_WRITTEN EXERCISE A_:
Answer these questions from the LED lamp thread below:
(i) By how much and within what time does bsmith expect the cost of LED fixtures to drop?
(ii) Which lamp base does bsmith name as an example for a plug-in LED replacement?
(iii) Which downlight does saabluster call "definitely the way to go"?
_WRITTEN EXERCISE B_:
Decide whether each statement agrees with the LED lamp thread below. Answer yes or no, and quote the words from the thread that decide it.
(i) bsmith finds incandescent downlight fixtures to be of better quality than dedicated compact fluorescent fixtures.
(ii) saabluster agrees with SemiMan's view.
(iii) Lynx_Arc considers retrofitting LEDs easier than designing fixtures around them from scratch.
_WRITTEN EXERCISE C_:
In the LED lamp thread below, rewrite the paragraph beginning "But as I review incandescent downlight fixtures" as a short list that keeps its main facts.

_GIVEN TEXT_:
━━━

# Future LED Replacement Lamps for Existing Compact Fluorescent Recessed Fixtures



## bsmith (Dec 11, 2009)

I would really like to use LED recessed downlight fixtures in my new office, but the cost is very high and I really believe that the cost will drop by more than half within two years. One idea I had was to install conventional incandescent type-A recessed fixtures but start off using screw-in fluorescent flood lamps in them. Then after a couple of years, replace the fluorescent lamps with screw-in LED lamps that will surely be much cheaper than they are today.

But as I review incandescent downlight fixtures, they are not near as good of quality (particularly the reflector housing) as dedicated compact fluorescent fixtures that typically use a pin base double tube type of lamp. So my question for LED experts is whether we are likely to ever see LED lamp replacements that can plug into, for example, a 4-pin G24q-3 type of lamp base. If that were likely to happen, I could start off with the better quality dedicated fluorescent fixtures and hopefully count on being able to upgrade them with LED lamps later on. Right now, I am guessing that possibility is unlikely, but I wanted to see what knowledgeable LED people think about that.


----------



## SemiMan (Dec 12, 2009)

Plugging into a G24q-3 base "may" happen, but it would be the worst of several worlds:

- Would need a complex power supply in order to emulate the flourescent bulb

- Would need to somewhat replicate the bulb lighting distribution in order to get the same effect as the existing fixture.

No doubt there will be some low cost item cranked out. There are a lot of those fixtures, so maybe there will be some interest from the majors, but it certainly is not an ideal situation.

When I look at these: http://www.1000bulbs.com/Cree-LR6-LED-Downlight/34357/ These don't strike me as that expensive for what they are. If you are going to have to have the hassle of replacing everything in a few years, maybe you could just put this up and be done with it.

Semiman


----------



## saabluster (Dec 12, 2009)

SemiMan said:


> Plugging into a G24q-3 base "may" happen, but it would be the worst of several worlds:
> 
> - Would need a complex power supply in order to emulate the flourescent bulb
> 
> ...


I'll second that.:thumbsup: It may happen but it will be a while before anything or anything good would come out. The Cree LR6 is definitely the way to go to as I don't think there is really any true competition with it yet.


----------



## Lynx_Arc (Dec 12, 2009)

I don't see LED *replacements* ever getting cost effective compared to a fixture designed for LEDs from the start as retrofitting LEDs IMO is harder than designing from scratch fixtures around them. I also don't see LEDs competing well with fluorescent fixtures for many years to come unless two things happen: 1)LED output and prices give a lot cheaper lumens per watt to compete 2) energy crisis making electricity so much more expensive that the energy savings would pay for them a lot quicker that 5-10 years down the line due to the huge expense of the components.


----------



## jtr1962 (Dec 12, 2009)

Lynx_Arc said:


> I don't see LED *replacements* ever getting cost effective compared to a fixture designed for LEDs from the start as retrofitting LEDs IMO is harder than designing from scratch fixtures around them. I also don't see LEDs competing well with fluorescent fixtures for many years to come unless two things happen: 1)LED output and prices give a lot cheaper lumens per watt to compete 2) energy crisis making electricity so much more expensive that the energy savings would pay for them a lot quicker that 5-10 years down the line due to the huge expense of the components.

━━━

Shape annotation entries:
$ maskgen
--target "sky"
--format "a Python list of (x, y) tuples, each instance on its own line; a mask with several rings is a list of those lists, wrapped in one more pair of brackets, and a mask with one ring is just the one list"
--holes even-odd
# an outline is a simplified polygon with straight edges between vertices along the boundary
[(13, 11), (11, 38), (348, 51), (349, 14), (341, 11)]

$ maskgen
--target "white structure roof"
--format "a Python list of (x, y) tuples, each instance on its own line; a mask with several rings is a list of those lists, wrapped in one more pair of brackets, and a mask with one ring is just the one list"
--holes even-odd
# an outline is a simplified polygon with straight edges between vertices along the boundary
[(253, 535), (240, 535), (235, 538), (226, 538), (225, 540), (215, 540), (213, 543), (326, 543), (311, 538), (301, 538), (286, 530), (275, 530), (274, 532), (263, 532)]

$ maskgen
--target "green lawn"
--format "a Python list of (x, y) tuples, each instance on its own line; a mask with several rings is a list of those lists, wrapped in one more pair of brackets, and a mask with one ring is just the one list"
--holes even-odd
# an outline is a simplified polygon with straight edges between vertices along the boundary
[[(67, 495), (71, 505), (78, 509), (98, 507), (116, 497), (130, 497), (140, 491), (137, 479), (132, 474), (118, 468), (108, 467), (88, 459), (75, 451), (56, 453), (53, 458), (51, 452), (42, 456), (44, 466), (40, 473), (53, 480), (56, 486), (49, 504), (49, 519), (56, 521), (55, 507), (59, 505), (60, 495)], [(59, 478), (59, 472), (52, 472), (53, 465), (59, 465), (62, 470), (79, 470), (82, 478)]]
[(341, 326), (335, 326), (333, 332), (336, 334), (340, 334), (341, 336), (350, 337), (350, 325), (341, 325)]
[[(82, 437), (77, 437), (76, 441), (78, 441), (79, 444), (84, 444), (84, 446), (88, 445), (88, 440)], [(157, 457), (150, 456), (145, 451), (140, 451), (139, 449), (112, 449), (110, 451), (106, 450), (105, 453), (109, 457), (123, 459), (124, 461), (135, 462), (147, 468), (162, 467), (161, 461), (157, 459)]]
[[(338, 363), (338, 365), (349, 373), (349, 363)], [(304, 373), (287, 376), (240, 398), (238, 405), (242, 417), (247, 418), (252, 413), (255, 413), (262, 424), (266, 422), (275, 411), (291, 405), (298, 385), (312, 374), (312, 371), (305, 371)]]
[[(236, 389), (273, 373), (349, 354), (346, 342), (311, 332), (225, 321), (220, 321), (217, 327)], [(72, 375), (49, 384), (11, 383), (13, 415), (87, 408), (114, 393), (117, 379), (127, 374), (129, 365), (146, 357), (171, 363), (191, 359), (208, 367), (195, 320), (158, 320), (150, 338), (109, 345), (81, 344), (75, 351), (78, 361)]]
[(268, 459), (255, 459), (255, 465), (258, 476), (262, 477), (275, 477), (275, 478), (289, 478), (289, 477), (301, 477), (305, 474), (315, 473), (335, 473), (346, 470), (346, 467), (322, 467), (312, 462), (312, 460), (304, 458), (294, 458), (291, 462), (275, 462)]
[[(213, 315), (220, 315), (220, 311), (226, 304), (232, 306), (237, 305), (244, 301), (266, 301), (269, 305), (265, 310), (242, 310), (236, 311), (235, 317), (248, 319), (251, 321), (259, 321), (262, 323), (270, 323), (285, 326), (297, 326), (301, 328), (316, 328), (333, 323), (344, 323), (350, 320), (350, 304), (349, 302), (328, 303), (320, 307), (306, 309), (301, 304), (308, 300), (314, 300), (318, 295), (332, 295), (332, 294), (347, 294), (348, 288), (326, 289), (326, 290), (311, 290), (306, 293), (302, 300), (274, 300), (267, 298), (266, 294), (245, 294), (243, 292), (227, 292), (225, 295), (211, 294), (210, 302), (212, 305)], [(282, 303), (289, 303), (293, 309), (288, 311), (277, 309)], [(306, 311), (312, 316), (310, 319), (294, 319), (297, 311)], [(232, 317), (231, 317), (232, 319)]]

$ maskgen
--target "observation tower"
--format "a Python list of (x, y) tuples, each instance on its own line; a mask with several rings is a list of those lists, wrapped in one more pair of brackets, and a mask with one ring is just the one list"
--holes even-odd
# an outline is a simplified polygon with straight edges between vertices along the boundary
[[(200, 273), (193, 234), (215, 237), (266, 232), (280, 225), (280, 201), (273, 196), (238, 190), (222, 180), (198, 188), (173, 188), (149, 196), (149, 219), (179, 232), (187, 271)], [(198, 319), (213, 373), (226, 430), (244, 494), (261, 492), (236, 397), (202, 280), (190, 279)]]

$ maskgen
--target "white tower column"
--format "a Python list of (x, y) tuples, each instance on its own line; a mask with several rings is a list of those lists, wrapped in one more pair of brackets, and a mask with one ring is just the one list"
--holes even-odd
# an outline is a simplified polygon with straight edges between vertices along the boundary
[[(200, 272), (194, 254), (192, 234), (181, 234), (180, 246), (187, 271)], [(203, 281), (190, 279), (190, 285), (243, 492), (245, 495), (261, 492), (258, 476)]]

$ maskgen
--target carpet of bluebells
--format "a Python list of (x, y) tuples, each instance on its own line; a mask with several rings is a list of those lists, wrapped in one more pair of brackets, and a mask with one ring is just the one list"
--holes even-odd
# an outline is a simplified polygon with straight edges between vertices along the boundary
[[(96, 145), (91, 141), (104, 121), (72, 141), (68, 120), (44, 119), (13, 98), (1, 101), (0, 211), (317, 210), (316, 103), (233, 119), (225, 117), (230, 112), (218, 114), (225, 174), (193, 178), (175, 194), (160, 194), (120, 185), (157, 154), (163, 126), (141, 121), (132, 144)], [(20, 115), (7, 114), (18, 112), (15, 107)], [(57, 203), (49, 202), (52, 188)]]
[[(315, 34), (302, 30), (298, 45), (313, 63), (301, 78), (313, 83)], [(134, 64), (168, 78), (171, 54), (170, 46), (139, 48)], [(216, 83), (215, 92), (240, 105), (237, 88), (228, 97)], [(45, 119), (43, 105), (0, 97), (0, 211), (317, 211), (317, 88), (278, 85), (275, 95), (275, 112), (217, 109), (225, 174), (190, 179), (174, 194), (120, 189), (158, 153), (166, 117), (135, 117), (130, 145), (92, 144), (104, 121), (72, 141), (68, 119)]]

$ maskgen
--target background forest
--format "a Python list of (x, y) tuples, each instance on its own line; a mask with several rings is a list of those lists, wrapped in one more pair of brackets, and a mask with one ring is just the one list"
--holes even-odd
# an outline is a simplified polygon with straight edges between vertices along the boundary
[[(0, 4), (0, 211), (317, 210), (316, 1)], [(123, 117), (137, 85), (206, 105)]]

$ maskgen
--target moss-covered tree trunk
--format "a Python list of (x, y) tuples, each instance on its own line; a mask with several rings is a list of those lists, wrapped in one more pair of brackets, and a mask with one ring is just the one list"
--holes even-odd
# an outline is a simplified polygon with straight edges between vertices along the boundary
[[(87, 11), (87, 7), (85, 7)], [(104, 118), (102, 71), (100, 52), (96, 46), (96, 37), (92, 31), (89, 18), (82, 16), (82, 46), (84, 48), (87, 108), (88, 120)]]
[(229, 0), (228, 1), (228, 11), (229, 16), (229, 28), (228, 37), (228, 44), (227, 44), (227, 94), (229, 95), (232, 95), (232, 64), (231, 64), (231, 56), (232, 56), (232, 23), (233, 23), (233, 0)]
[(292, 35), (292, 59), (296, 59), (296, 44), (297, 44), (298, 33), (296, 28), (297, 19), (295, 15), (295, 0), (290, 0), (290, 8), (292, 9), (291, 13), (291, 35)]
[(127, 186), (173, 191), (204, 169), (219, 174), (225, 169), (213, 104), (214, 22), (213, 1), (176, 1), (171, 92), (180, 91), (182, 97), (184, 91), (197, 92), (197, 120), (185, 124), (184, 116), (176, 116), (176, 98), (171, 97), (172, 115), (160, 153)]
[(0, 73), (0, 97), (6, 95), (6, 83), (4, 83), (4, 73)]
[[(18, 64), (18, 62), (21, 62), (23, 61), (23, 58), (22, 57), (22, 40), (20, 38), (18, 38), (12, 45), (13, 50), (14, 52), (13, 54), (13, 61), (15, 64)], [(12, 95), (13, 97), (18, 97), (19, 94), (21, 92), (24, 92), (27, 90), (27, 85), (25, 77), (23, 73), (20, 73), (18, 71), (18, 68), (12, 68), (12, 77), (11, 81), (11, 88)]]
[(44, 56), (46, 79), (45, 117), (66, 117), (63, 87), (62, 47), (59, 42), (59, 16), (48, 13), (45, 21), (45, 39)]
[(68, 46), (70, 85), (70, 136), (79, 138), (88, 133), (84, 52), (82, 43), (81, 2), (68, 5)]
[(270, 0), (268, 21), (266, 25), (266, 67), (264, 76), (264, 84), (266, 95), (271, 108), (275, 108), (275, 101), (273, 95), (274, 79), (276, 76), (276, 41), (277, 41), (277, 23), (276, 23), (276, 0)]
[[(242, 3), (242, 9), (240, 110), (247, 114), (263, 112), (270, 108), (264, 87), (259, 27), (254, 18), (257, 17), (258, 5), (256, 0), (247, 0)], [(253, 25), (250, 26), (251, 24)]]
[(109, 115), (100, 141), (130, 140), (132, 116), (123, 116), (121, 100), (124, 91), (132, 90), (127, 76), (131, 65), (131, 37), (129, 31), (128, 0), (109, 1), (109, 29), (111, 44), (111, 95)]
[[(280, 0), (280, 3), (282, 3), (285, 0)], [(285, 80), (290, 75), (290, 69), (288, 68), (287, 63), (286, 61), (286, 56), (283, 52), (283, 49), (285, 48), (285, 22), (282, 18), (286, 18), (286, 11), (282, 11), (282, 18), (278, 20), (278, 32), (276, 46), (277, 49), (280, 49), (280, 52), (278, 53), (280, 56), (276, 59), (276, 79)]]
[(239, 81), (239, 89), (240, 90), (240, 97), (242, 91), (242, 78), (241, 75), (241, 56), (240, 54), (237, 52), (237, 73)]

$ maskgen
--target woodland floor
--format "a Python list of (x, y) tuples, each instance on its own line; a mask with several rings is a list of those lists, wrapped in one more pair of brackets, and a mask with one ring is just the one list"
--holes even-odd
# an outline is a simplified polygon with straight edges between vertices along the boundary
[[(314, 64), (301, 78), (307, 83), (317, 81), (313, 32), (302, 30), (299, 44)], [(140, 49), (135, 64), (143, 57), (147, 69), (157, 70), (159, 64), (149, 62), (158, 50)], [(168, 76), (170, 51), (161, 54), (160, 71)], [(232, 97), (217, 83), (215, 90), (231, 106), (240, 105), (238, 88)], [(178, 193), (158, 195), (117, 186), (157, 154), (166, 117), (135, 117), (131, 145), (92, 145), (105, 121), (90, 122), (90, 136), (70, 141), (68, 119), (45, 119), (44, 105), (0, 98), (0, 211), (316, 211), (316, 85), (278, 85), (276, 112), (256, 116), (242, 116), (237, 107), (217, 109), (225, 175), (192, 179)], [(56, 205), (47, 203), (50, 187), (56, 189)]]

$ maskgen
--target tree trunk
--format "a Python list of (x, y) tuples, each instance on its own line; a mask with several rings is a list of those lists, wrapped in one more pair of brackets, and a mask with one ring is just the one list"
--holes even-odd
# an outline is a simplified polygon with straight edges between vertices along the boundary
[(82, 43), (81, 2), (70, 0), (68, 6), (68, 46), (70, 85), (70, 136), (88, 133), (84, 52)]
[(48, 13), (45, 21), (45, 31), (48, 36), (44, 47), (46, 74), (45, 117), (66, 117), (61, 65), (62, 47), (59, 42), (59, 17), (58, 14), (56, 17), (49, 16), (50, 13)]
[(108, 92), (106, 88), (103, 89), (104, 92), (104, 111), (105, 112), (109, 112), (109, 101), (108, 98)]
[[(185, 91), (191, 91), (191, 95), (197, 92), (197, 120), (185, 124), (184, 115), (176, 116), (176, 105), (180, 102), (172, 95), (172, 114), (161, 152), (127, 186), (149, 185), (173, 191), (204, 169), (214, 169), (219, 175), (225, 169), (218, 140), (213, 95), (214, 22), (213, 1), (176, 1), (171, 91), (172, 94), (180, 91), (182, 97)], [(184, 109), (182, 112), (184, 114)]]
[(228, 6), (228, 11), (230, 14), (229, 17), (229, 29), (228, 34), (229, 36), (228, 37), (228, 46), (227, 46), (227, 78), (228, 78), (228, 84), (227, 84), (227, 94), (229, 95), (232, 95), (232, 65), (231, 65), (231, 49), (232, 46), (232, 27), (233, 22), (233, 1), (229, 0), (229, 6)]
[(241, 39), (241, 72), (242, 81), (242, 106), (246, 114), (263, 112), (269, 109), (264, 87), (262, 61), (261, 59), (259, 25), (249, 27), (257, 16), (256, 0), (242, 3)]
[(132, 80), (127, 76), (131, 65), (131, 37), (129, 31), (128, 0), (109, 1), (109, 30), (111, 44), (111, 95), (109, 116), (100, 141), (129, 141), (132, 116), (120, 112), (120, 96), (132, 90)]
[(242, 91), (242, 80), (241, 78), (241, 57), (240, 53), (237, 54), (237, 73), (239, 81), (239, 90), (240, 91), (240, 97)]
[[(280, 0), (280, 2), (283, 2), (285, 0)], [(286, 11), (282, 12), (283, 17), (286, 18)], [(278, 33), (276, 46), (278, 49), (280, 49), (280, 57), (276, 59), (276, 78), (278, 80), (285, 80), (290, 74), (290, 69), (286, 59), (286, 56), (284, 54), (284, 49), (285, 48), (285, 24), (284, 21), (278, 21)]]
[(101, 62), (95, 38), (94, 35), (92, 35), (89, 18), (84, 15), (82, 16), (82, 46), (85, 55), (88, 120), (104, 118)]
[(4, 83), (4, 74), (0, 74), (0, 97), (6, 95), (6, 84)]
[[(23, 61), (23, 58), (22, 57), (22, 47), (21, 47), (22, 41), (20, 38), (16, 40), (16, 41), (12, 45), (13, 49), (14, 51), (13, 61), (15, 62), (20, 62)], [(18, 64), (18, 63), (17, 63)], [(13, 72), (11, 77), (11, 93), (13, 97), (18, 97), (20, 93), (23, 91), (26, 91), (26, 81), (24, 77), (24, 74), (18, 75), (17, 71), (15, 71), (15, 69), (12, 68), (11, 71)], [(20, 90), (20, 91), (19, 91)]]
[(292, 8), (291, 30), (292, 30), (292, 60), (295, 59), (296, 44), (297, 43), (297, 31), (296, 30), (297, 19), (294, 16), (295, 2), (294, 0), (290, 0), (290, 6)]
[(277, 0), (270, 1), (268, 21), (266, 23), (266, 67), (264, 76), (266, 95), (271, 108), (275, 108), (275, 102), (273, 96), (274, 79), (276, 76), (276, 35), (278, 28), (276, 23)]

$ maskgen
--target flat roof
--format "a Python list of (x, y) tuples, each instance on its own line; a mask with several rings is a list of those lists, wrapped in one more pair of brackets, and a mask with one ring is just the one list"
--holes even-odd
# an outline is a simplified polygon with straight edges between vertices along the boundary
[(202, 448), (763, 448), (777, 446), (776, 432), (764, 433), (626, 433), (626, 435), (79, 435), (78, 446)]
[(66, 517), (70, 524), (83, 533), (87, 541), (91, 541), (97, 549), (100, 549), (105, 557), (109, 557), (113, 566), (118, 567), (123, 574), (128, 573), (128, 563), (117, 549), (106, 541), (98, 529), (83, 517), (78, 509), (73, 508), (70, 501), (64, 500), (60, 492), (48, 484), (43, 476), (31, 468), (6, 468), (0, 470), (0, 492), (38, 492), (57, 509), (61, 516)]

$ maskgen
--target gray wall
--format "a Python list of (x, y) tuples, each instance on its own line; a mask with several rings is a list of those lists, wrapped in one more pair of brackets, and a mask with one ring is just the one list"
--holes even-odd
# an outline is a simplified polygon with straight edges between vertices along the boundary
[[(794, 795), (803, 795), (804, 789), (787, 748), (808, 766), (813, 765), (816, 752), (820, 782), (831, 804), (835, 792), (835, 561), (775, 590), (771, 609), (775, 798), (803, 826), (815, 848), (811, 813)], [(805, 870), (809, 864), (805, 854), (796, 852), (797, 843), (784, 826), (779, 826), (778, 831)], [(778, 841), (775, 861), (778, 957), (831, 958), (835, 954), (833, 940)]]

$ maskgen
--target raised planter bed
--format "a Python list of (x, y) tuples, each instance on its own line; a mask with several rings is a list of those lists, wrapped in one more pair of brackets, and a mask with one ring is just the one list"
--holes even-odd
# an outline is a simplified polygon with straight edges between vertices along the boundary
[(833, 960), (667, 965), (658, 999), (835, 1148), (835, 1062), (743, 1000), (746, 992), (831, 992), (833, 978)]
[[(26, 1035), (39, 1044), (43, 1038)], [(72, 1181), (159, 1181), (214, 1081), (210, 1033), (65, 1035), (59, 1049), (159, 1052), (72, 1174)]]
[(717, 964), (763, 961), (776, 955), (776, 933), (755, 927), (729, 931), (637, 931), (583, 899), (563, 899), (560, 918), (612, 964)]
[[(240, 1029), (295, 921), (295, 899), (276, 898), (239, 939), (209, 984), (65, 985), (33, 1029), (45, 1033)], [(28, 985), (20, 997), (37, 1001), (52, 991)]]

━━━

_EXPECTED OUTPUT A_:
(i) By more than half, within two years.
(ii) A 4-pin G24q-3 base.
(iii) The Cree LR6.

_EXPECTED OUTPUT B_:
(i) No: "they are not near as good of quality (particularly the reflector housing) as dedicated compact fluorescent fixtures"
(ii) Yes: "I'll second that."
(iii) No: "retrofitting LEDs IMO is harder than designing from scratch fixtures around them"

_EXPECTED OUTPUT C_:
- Incandescent downlight fixtures, particularly their reflector housings, are of lower quality than dedicated compact fluorescent fixtures, which typically use pin-base double-tube lamps.
- bsmith asks LED experts whether LED replacement lamps will ever plug into a lamp base such as the 4-pin G24q-3.
- If so, bsmith could install the better dedicated fluorescent fixtures now and upgrade them with LED lamps later.
- bsmith guesses this is unlikely but wants the opinion of knowledgeable LED people.